* _Work to be completed_
Look below for the line holding "positive clicks: (207, 154)" and the line holding "133V227L218 244L284 235L259". Transcribe exactly those lines and all lines between them, nothing more.

* _The data_
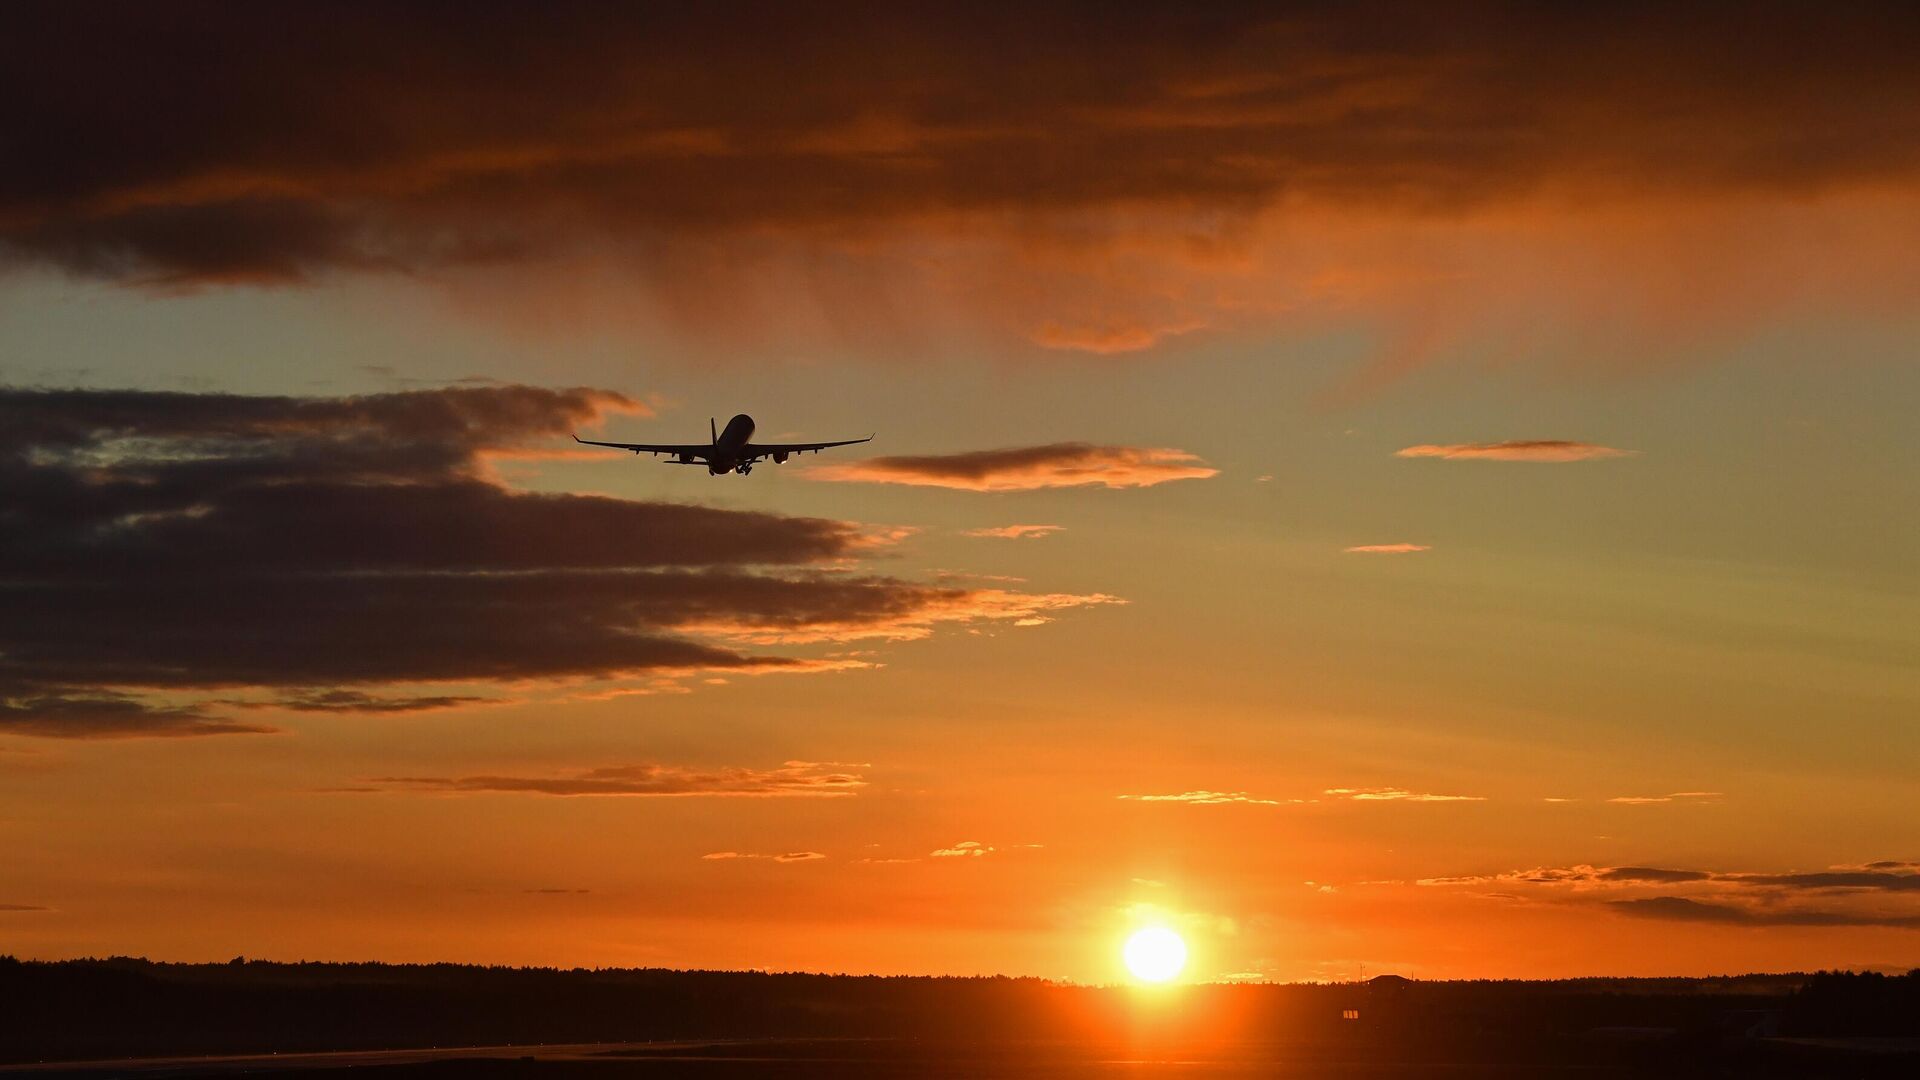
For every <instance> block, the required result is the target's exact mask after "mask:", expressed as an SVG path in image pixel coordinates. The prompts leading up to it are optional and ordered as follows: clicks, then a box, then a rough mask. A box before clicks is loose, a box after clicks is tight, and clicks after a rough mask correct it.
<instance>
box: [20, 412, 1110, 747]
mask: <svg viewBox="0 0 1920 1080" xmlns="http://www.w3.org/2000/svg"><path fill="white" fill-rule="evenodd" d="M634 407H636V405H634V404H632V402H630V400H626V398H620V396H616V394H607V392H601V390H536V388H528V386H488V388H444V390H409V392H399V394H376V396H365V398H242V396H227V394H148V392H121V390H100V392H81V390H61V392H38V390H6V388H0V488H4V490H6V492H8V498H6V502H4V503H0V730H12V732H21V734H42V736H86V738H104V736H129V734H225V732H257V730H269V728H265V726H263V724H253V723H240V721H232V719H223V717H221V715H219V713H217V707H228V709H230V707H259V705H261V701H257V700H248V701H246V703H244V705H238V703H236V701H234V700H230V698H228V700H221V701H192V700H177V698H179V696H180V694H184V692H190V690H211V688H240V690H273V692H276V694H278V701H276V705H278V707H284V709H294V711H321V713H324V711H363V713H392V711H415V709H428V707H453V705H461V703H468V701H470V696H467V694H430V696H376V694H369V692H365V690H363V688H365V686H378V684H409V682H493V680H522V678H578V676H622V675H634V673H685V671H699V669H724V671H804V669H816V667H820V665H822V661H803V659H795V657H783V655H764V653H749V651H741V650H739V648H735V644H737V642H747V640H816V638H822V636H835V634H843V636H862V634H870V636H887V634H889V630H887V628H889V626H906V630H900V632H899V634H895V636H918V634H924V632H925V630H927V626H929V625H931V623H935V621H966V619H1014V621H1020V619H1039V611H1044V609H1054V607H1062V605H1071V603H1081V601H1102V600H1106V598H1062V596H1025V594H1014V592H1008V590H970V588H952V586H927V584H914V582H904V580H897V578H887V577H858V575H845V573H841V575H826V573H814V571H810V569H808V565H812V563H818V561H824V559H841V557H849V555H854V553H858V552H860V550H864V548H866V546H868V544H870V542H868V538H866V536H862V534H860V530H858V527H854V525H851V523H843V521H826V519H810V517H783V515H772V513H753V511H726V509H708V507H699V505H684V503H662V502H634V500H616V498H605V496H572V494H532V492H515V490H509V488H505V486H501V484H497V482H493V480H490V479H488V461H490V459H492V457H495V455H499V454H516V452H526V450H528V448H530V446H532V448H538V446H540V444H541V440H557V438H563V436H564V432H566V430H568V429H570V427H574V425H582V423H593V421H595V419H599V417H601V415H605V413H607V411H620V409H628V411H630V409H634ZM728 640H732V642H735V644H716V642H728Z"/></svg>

--

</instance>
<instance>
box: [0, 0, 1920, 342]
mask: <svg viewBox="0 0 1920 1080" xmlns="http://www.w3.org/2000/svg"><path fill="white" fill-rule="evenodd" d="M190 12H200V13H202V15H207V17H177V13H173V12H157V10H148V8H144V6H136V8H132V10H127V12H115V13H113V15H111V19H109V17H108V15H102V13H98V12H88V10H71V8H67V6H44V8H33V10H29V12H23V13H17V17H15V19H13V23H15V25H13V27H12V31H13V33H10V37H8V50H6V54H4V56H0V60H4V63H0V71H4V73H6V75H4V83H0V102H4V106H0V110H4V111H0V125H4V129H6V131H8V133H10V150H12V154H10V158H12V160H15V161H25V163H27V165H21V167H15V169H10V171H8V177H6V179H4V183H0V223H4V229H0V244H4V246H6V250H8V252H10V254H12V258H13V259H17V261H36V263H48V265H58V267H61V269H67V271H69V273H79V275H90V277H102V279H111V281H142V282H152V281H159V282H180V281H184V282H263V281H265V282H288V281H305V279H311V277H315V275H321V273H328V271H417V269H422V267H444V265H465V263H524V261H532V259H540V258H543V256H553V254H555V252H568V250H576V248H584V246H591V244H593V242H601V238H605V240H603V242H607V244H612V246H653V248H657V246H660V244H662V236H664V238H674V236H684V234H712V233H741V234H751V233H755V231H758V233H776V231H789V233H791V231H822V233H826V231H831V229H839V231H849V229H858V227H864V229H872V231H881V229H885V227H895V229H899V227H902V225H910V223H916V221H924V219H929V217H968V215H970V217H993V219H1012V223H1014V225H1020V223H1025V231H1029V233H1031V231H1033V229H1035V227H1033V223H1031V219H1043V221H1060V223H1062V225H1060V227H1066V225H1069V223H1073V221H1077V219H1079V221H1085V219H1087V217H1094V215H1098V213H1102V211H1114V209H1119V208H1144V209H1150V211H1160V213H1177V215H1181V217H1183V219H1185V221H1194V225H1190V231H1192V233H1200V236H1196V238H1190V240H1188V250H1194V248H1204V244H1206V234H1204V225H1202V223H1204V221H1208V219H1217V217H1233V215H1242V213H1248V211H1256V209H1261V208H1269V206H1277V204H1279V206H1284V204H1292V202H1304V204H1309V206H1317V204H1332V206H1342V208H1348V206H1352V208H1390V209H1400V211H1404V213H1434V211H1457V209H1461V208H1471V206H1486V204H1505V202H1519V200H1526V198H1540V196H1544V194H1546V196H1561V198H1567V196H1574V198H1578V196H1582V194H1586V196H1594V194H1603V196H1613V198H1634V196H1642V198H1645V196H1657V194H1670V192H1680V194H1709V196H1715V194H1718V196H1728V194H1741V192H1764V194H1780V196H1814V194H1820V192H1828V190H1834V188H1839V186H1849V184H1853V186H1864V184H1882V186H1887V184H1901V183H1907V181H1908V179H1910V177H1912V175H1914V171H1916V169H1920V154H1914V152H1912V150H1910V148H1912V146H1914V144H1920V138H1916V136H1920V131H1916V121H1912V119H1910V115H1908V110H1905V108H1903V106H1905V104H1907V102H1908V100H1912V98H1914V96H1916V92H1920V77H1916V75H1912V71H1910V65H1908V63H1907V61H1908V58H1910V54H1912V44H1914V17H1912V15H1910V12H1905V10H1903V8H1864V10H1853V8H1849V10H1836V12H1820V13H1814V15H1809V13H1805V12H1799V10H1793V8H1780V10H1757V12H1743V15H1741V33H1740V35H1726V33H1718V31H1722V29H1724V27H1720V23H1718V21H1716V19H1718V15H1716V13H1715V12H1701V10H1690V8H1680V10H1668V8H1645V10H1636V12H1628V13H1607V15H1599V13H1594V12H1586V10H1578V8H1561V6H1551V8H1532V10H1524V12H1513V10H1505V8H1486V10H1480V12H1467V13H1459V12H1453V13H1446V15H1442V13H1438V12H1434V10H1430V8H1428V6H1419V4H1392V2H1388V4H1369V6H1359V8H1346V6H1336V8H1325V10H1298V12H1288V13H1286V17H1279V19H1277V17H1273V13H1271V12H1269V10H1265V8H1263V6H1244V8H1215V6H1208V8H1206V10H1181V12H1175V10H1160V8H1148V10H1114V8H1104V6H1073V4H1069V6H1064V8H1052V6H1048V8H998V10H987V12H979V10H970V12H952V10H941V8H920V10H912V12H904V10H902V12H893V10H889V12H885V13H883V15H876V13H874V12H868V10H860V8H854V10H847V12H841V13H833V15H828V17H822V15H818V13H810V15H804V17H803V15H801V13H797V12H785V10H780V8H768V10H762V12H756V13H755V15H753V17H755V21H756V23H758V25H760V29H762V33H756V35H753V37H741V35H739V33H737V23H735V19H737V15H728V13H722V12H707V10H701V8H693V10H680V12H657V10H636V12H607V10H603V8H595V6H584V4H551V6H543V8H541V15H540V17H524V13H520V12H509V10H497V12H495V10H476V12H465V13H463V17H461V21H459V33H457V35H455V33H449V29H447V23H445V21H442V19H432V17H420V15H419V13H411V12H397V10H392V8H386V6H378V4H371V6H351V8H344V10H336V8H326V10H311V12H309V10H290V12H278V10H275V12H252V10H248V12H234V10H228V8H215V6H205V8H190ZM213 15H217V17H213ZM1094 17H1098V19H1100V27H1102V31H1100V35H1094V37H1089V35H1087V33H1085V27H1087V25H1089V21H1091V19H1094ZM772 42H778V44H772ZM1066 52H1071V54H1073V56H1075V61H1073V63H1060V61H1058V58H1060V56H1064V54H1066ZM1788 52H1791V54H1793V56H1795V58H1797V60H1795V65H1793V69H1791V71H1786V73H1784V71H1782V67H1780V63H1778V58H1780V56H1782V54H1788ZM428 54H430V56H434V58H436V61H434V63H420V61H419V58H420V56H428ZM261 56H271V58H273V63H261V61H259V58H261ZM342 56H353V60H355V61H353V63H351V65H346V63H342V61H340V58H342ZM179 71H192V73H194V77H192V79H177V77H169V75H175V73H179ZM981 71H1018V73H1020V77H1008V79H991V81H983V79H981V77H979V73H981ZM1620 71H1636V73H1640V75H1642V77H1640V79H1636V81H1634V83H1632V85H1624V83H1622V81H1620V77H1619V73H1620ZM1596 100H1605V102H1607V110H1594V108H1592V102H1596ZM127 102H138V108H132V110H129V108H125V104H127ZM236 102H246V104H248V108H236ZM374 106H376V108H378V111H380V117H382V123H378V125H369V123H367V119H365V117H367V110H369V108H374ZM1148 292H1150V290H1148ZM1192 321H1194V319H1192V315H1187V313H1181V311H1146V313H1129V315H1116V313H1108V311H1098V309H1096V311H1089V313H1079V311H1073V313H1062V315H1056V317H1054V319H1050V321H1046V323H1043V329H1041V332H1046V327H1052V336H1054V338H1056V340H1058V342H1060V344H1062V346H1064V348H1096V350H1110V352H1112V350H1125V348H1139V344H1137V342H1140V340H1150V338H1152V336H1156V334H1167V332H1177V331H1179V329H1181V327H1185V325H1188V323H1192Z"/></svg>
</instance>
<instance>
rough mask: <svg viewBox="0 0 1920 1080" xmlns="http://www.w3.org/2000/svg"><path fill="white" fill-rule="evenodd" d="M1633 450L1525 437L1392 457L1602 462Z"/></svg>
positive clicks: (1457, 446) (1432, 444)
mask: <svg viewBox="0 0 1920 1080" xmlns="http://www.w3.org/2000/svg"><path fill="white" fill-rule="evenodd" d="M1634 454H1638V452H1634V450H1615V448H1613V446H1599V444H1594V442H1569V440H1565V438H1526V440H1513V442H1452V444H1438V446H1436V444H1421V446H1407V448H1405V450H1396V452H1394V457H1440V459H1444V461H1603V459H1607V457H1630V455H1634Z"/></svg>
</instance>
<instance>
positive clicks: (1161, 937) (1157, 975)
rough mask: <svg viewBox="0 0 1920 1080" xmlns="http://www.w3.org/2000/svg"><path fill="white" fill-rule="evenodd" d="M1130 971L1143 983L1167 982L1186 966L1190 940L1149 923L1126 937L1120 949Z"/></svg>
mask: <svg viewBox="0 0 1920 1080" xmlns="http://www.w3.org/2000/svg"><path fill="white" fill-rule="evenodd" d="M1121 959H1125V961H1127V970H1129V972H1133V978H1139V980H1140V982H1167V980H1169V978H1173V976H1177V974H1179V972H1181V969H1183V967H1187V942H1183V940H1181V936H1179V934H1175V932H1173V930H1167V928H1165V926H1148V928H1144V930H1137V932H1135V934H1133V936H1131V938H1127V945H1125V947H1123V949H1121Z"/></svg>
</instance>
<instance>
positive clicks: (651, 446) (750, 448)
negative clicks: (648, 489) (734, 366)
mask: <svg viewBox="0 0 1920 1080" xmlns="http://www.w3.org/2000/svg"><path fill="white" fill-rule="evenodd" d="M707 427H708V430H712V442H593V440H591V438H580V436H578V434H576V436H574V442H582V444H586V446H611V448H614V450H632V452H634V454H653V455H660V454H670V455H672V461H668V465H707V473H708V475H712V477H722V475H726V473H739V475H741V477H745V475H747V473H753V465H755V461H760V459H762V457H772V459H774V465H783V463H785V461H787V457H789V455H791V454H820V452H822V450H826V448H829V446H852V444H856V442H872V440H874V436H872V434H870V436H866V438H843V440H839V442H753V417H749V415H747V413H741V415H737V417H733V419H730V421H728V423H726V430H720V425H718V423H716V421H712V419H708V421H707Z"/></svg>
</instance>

* * *

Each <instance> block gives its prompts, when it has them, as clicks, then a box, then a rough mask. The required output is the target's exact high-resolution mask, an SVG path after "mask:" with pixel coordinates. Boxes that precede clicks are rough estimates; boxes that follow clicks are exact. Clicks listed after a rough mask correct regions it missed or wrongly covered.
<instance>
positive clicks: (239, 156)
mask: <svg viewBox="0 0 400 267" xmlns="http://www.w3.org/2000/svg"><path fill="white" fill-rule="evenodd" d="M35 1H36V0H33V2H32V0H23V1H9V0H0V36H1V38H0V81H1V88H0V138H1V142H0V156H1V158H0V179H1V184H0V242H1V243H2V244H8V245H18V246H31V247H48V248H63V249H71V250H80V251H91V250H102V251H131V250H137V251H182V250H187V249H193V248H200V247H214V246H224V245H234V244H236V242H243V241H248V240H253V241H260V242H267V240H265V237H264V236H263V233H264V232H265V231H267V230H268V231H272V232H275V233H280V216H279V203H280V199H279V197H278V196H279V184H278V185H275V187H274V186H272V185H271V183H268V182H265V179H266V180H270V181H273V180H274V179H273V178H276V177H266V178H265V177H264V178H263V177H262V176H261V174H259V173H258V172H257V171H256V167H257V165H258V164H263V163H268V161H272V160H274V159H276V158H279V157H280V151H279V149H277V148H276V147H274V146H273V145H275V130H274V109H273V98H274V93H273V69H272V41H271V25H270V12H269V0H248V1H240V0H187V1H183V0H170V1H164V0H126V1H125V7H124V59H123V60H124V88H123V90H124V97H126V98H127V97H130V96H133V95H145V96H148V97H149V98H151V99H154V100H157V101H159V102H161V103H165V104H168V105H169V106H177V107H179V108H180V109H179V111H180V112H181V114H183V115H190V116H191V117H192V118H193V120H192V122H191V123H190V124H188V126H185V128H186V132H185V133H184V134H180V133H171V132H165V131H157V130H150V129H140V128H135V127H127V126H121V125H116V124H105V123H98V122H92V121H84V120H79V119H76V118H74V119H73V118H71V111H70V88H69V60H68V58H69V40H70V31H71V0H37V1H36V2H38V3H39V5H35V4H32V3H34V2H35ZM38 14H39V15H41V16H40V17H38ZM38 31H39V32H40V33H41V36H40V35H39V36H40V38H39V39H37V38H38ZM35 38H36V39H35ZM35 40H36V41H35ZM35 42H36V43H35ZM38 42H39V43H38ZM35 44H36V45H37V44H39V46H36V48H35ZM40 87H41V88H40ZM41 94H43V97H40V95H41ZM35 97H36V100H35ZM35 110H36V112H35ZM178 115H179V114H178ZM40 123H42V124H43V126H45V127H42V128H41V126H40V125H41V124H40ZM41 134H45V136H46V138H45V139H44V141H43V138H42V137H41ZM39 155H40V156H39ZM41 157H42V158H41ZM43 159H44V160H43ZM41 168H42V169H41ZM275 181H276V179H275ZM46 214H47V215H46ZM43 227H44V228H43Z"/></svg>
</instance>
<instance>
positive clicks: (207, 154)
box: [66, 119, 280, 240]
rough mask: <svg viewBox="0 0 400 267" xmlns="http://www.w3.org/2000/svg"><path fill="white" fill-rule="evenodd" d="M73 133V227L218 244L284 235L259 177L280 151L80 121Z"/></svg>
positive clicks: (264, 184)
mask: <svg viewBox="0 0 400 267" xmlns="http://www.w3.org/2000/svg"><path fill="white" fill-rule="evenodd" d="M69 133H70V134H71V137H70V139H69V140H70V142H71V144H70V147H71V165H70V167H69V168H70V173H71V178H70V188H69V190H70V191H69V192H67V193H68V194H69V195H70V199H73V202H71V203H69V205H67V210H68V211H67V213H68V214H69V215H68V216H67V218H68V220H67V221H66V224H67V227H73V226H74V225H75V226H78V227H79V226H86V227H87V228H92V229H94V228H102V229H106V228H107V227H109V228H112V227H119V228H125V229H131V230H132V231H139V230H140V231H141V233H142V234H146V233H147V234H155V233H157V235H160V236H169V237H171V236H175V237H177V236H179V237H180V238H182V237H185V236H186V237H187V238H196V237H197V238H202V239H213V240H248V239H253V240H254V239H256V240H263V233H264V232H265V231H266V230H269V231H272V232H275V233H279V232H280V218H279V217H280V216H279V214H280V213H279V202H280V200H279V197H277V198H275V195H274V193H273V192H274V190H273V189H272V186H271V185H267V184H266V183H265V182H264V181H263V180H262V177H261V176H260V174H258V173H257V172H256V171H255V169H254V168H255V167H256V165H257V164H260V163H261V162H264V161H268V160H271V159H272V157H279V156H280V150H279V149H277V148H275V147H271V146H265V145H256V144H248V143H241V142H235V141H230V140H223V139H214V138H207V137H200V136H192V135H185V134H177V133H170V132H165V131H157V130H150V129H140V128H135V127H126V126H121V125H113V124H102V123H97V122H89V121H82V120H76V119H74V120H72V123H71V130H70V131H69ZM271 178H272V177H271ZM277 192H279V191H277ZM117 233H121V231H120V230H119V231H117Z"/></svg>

* _Result of this exercise_
positive clicks: (207, 154)
box: [66, 119, 280, 240]
rough mask: <svg viewBox="0 0 400 267" xmlns="http://www.w3.org/2000/svg"><path fill="white" fill-rule="evenodd" d="M73 133V227L218 244L284 235L259 177L280 151L80 121Z"/></svg>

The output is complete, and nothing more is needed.